§ **TEXTO FORNECIDO**
============================================================

Finalmente, a busca da paz. Acreditamos que o respeito pelos direitos humanos, a solidariedade e a justiça social, em suma os valores da democracia, são o melhor contributo que poderemos dar para a paz. No imediato, porém, a prevenção dos conflitos, a sua resolução pela via pacífica, e a reconciliação entre as partes desavindas, impõem-se à nossa consciência como uma prioridade.

Permitam-me neste contexto uma referência particular ao continente africano, ao qual Portugal tem ligações tão profundas. Vemos com grande preocupação a persistência e, em certos casos, o agravamento de trágicas e ruinosas situações de conflito em África. Sabemos pelo exemplo de Moçambique, para o qual tanto contribuiu a Comunidade de Santo Egidio, que a paz e a reconciliação são possíveis. Formulo por isso um voto para que, em Angola, no Congo, e em tantas outras partes do continente africano, seja possível por termo rapidamente à guerra, e iniciar o processo de reconstrução e reconciliação.

Gostaria também de dirigir um apelo às partes envolvidas no conflito do Médio Oriente para que não deixem escapar esta oportunidade para negociar uma solução aceitável para todos. Sentimo-nos encorajados pelos progressos registados recentemente nas negociações entre Israel e a Autoridade Palestiniana e, em particular, pelo início de uma discussão séria e construtiva sobre a cidade santa de Jerusalém. Devemos persistir nessa via, única possível para pôr cobro a um conflito que trouxe já demasiado sofrimento a todas as partes envolvidas.

============================================================

§ **TAREFAS OBRIGATÓRIAS**
[1] Segundo o texto sobre a busca da paz, qual exemplo demonstra que a paz e a reconciliação são possíveis?
[2] Repita o trecho do texto sobre a busca da paz desde "Permitam-me neste contexto" até "reconstrução e reconciliação.", inclusive.

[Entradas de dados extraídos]
============================================================

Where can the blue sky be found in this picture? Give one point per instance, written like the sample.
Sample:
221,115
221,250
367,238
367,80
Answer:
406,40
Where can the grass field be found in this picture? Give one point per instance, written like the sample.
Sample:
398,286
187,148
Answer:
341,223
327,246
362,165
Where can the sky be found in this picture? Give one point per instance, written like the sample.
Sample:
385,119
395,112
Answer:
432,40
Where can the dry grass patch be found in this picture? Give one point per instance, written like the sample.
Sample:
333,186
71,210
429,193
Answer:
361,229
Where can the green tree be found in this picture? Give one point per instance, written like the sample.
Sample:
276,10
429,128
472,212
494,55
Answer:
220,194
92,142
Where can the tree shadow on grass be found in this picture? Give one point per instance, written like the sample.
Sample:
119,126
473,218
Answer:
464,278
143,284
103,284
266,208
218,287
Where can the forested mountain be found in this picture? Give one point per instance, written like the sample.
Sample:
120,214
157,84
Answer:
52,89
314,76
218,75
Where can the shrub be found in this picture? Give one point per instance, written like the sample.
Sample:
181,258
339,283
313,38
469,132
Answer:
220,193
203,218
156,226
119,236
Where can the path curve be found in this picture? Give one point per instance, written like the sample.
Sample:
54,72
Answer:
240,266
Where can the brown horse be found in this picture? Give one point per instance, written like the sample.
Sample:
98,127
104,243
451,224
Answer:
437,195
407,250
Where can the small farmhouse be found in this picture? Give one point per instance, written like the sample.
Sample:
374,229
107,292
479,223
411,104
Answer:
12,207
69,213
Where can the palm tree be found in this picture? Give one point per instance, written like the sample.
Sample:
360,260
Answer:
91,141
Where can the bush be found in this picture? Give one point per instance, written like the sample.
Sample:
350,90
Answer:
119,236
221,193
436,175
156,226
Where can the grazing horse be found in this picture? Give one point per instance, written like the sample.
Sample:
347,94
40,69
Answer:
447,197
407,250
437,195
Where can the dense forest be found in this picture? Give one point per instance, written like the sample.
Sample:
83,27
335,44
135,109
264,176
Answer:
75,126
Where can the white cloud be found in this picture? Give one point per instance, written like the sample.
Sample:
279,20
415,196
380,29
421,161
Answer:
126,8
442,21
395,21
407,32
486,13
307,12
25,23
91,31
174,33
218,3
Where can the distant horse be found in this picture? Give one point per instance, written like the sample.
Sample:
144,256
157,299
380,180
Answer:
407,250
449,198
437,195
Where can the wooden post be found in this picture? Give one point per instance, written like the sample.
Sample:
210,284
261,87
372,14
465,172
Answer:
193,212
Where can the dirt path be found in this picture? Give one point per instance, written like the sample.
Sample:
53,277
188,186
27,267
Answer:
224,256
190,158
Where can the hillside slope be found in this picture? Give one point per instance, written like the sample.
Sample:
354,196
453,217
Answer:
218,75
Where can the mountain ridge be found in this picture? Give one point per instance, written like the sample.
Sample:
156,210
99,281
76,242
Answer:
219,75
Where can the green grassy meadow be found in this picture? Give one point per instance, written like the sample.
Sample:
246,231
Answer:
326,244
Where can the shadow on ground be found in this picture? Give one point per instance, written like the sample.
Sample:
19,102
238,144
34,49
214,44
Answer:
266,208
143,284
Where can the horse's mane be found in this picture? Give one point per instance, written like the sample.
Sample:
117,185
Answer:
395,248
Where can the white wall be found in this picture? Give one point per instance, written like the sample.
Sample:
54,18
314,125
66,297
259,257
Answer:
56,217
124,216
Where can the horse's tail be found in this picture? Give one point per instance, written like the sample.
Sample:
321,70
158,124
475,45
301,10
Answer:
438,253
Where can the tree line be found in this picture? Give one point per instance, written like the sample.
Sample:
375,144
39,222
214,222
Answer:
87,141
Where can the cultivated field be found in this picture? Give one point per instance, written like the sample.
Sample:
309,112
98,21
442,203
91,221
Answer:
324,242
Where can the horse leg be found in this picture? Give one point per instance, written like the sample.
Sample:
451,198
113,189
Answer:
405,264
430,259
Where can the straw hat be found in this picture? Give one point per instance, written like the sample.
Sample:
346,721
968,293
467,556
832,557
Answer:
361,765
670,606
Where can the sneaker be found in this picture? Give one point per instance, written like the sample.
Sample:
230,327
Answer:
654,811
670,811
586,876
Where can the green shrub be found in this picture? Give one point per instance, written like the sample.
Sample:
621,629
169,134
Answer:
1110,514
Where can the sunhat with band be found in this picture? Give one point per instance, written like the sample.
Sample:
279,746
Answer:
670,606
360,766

============================================================

§ **AS RESPOSTAS**
[1] O exemplo de Moçambique.

[2]
Permitam-me neste contexto uma referência particular ao continente africano, ao qual Portugal tem ligações tão profundas. Vemos com grande preocupação a persistência e, em certos casos, o agravamento de trágicas e ruinosas situações de conflito em África. Sabemos pelo exemplo de Moçambique, para o qual tanto contribuiu a Comunidade de Santo Egidio, que a paz e a reconciliação são possíveis. Formulo por isso um voto para que, em Angola, no Congo, e em tantas outras partes do continente africano, seja possível por termo rapidamente à guerra, e iniciar o processo de reconstrução e reconciliação.